▶ Study text

Having a basic understanding of SQL is incredibly useful. You can query your relational database, you can query tabular numerical data using DuckDB, you can query, multiple distributed databases and file server using Apache Hive. Since SQL has been around since the 1970s, a lot of technologies offer an SQL or SQL-like interface.

This guide will not get into detail and differences between different SQL dialects, like MySQL versus MS SQL Server, but it will give you a general understanding of what tools exist in most SQL dialects, and how to use them, so that you can ask an AI more specific questions for whatever SQL product that you’re using.

Basic Idea

In this example we’ll consider a simple database describing a school with students, teachers, courses, sections, and enrollments. A course is a general offering, like “MATH-101”, while a section is particular instance of a course, like “MATH-101, Fall 2012”.

SQL is used to query database tables that (usually) have relationships to other tables. Every row in a table has an ID, or Primary Key, and these relationships are defined using those IDs. The Students table has a unique ID (for that table) for each student. The Enrollments table has a Sections ID column, and a Students ID column so that we can see that a specific Student is enrolled in a specific Section. If we want to find out the name of the student or the section, then we would follow that ID, known as a Foreign Key, to the table it belongs to. (You can also JOIN tables together on their primary/foreign keys, but more on that later.)

Schema

Schema refers to the structure of a database: the names of the tables, the names of the columns in each table, and how tables relate to each other through primary and foreign keys. This document creates the tables we’ll be talking about below. Comments in a .SQL file begin with a double dash, --.

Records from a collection
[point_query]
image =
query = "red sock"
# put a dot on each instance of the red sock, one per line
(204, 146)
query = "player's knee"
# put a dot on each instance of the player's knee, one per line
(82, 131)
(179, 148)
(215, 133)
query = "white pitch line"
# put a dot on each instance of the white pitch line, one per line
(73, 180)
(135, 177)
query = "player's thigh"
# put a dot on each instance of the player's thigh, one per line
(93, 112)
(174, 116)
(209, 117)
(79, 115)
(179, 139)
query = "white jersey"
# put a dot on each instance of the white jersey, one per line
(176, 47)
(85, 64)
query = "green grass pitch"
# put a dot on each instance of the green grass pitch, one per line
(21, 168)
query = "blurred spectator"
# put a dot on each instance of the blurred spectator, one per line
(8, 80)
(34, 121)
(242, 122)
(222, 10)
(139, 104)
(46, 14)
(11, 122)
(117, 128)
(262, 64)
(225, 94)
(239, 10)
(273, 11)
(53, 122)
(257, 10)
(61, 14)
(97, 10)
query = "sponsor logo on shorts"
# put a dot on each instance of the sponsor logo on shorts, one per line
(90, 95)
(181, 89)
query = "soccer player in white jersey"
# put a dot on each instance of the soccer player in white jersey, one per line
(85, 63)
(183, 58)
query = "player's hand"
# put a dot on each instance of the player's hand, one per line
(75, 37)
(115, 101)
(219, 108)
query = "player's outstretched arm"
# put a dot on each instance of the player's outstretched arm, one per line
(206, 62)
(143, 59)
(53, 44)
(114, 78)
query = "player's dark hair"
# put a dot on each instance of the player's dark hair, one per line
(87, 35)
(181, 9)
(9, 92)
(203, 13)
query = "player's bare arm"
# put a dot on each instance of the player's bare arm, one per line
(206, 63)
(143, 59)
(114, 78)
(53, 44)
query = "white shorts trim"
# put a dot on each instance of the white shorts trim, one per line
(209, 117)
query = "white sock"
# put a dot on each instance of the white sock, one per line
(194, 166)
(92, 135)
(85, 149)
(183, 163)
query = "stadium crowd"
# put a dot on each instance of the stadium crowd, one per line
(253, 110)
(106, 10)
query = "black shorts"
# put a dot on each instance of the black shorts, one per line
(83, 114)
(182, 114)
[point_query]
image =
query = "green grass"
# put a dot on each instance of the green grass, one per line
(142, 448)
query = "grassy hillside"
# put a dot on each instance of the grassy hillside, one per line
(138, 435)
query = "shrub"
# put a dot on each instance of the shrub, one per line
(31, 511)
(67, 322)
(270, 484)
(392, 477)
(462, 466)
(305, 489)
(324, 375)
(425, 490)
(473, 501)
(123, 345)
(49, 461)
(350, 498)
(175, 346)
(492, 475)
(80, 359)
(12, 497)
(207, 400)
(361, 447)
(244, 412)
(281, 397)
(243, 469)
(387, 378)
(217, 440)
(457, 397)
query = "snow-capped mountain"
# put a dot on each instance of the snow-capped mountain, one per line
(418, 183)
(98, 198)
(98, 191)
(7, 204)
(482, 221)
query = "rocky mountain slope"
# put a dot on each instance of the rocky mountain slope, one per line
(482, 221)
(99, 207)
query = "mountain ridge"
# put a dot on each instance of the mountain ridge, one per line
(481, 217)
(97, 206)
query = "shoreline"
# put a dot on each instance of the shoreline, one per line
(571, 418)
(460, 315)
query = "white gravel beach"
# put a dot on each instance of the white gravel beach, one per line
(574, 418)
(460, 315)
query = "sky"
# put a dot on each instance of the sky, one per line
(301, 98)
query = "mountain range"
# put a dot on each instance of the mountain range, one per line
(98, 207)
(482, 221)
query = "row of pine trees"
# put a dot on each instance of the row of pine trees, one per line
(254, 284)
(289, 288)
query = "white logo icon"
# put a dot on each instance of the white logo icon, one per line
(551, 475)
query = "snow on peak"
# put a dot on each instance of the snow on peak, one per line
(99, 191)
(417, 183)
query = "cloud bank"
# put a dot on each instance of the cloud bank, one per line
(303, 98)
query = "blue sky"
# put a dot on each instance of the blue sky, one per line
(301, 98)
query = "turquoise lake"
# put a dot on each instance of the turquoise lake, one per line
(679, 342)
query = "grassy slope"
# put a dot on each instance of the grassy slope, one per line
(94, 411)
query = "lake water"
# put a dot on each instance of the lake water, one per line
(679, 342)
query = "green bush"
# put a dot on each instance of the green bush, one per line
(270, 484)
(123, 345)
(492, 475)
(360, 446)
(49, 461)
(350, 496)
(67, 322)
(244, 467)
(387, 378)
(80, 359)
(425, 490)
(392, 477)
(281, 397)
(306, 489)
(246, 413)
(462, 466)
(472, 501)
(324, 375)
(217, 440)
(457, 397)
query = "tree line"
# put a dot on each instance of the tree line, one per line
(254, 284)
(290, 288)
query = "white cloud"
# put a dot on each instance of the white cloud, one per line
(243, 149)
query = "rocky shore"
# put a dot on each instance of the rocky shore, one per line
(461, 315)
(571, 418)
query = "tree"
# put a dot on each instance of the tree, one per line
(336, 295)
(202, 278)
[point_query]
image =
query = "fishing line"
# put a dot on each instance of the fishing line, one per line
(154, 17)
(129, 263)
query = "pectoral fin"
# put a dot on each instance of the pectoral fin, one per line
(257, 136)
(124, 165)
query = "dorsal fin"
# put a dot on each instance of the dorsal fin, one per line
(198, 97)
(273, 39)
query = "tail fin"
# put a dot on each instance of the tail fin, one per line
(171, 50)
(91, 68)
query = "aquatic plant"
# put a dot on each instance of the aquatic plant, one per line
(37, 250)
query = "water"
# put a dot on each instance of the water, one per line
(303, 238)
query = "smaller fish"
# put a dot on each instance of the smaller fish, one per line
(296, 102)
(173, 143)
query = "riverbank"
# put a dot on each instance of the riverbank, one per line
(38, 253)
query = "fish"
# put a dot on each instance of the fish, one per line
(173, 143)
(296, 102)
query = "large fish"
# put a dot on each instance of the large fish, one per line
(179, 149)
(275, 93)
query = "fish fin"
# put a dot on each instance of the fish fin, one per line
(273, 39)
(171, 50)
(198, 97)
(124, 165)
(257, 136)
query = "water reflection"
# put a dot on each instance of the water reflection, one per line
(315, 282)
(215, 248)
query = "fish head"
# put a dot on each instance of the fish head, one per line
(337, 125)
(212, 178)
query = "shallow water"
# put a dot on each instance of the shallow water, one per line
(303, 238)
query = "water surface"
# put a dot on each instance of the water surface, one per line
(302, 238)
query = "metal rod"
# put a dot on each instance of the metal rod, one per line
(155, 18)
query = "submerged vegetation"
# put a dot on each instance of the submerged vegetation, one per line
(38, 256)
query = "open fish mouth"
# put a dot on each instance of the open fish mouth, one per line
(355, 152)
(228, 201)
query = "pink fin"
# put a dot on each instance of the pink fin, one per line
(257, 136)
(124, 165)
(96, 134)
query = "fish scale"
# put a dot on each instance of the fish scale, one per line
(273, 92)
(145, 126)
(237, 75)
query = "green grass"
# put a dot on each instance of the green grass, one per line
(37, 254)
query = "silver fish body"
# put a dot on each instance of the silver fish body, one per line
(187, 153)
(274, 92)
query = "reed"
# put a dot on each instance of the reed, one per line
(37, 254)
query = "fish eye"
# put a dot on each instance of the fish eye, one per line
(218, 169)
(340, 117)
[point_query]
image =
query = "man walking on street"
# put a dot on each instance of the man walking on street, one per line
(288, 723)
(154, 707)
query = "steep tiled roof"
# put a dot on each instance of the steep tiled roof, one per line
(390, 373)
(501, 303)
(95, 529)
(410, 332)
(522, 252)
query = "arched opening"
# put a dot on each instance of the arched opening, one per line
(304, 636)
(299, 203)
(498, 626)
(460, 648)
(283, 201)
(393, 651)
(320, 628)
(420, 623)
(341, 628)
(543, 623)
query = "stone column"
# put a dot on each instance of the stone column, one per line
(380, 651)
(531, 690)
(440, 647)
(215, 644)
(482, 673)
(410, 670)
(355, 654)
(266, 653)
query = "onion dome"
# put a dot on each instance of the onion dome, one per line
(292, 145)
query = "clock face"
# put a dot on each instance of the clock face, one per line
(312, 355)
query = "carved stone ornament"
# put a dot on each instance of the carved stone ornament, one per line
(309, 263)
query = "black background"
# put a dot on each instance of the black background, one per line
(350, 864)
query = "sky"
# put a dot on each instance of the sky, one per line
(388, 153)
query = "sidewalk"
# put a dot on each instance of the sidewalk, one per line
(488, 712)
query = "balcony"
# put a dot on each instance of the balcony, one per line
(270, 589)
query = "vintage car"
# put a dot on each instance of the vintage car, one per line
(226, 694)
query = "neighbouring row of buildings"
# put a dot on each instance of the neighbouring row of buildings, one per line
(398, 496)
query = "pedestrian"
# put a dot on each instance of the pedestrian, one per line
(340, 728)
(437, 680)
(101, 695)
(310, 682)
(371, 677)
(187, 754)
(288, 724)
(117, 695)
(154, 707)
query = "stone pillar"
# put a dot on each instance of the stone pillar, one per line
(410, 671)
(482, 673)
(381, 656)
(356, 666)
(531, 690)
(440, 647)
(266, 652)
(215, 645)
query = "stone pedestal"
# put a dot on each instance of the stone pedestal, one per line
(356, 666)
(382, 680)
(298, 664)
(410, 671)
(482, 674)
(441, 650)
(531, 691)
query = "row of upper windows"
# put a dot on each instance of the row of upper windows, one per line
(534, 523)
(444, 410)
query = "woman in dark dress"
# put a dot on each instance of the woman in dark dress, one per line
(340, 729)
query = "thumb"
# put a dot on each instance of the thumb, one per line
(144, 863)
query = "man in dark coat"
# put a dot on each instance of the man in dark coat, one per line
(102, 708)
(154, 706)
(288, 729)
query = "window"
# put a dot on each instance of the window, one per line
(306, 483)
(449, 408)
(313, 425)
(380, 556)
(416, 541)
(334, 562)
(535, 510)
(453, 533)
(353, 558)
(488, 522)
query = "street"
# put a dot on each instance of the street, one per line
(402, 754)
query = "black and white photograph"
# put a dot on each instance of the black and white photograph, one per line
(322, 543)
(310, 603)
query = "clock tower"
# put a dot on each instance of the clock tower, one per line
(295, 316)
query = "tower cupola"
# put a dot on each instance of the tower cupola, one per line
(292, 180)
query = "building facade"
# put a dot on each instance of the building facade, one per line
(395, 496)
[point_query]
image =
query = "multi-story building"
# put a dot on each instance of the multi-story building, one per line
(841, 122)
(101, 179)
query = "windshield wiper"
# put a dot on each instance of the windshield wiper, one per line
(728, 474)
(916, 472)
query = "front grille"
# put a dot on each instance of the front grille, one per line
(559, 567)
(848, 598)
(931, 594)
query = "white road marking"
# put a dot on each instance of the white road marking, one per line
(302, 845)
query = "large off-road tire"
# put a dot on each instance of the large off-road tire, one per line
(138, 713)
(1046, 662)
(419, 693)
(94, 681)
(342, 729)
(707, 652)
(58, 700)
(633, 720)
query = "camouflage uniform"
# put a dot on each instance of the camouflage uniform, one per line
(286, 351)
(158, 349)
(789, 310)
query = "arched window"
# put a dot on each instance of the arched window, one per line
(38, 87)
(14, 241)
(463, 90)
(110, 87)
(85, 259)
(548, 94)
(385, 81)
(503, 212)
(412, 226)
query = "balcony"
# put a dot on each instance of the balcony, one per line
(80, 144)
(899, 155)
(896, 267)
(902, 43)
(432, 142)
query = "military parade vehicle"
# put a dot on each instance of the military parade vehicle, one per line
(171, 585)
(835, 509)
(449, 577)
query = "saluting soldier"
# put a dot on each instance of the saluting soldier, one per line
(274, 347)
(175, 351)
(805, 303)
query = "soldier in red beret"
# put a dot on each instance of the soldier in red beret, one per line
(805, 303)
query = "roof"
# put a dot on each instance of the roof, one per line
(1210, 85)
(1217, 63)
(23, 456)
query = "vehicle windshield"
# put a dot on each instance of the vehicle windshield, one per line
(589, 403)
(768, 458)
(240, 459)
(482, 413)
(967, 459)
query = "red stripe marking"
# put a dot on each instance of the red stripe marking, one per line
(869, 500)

▶ Activities
A) Answer each question from the SQL guide, one answer per line:
(i) Which tool does the guide name for querying tabular numerical data?
(ii) What example of a section does it give?
(iii) What do comments in a .SQL file begin with?
B) For each statement, answer yes or no according to the SQL guide, and quote the words from the guide that decide it:
(i) The guide explains in detail how MySQL differs from MS SQL Server.
(ii) The Enrollments table has a column for section IDs and a column for student IDs.
(iii) SQL has existed since the 1990s.

▶ Answer section
A)
(i) DuckDB
(ii) "MATH-101, Fall 2012"
(iii) A double dash, --

B)
(i) No: "This guide will not get into detail and differences between different SQL dialects, like MySQL versus MS SQL Server"
(ii) Yes: "The Enrollments table has a Sections ID column, and a Students ID column"
(iii) No: "Since SQL has been around since the 1970s"